● THE TASK
Copy the lines below, putting "croissant" wherever "pastry" appears and leaving everything else unchanged.

● DATA SHOWN
::::
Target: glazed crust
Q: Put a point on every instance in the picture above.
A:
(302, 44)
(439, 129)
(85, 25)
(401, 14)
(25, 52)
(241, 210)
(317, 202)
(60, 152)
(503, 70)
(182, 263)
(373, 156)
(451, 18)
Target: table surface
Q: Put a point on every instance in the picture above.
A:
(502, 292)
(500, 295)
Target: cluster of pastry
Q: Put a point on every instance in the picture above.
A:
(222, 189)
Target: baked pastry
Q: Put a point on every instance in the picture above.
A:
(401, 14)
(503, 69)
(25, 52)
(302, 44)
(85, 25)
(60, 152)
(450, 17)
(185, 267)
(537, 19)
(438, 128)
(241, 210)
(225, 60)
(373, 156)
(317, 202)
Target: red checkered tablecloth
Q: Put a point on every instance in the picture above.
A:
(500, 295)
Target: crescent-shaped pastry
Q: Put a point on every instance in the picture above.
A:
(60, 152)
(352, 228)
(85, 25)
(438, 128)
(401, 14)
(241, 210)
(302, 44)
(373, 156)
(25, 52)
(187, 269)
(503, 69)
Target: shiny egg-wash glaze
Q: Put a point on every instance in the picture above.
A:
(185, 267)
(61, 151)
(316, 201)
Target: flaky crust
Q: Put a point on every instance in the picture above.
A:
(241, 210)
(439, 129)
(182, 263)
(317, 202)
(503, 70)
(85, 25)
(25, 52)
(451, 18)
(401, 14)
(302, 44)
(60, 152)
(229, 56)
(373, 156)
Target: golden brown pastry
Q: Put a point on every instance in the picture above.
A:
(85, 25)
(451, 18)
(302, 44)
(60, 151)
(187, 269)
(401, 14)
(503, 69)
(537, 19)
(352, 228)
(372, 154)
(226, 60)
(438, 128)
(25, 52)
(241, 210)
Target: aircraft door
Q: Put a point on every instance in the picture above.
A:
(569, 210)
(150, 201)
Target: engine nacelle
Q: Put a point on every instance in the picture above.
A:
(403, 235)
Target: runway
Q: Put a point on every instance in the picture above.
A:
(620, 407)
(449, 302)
::::
● ANSWER FOR THE TASK
Target: glazed crust
Q: Put a point on every instance in the picture above.
A:
(302, 44)
(439, 129)
(85, 25)
(401, 14)
(25, 52)
(241, 210)
(317, 202)
(60, 152)
(503, 70)
(182, 263)
(373, 156)
(451, 18)
Target: table surface
Q: Put a point on every instance in the picture above.
A:
(502, 292)
(500, 295)
Target: cluster of croissant
Q: Put a point on every instance in the picture above.
A:
(222, 189)
Target: baked croissant
Q: Put a point on every instance in the picture above.
A:
(401, 14)
(503, 69)
(25, 52)
(302, 44)
(85, 25)
(60, 152)
(450, 17)
(185, 267)
(537, 19)
(438, 128)
(241, 210)
(225, 60)
(373, 156)
(317, 202)
Target: red checkered tablecloth
Q: Put a point on every instance in the picture above.
A:
(500, 295)
Target: crescent-shaped croissant
Q: Put a point on every instance in the picture above.
A:
(60, 152)
(352, 228)
(85, 25)
(438, 128)
(401, 14)
(241, 210)
(302, 44)
(373, 156)
(25, 52)
(187, 269)
(503, 69)
Target: shiny egg-wash glaze
Q: Put a point on every instance in the picture above.
A:
(185, 267)
(61, 151)
(316, 201)
Target: flaky crust
Q: Put a point on every instance in the picture above.
A:
(241, 210)
(439, 129)
(182, 263)
(317, 202)
(503, 70)
(85, 25)
(25, 52)
(451, 18)
(401, 14)
(302, 44)
(60, 152)
(229, 56)
(373, 156)
Target: golden brown croissant
Q: Put a point on every instance in the picture above.
A:
(85, 25)
(451, 18)
(302, 44)
(60, 151)
(187, 269)
(401, 14)
(503, 69)
(537, 19)
(352, 228)
(372, 154)
(226, 60)
(438, 128)
(25, 52)
(241, 210)
Target: aircraft door
Q: Put a point on every instance in the picture above.
A:
(569, 210)
(150, 201)
Target: engine nacelle
Q: Put a point on every instance in the picture above.
A:
(403, 235)
Target: runway
Q: Put a point on every instance in the picture above.
A:
(620, 407)
(449, 302)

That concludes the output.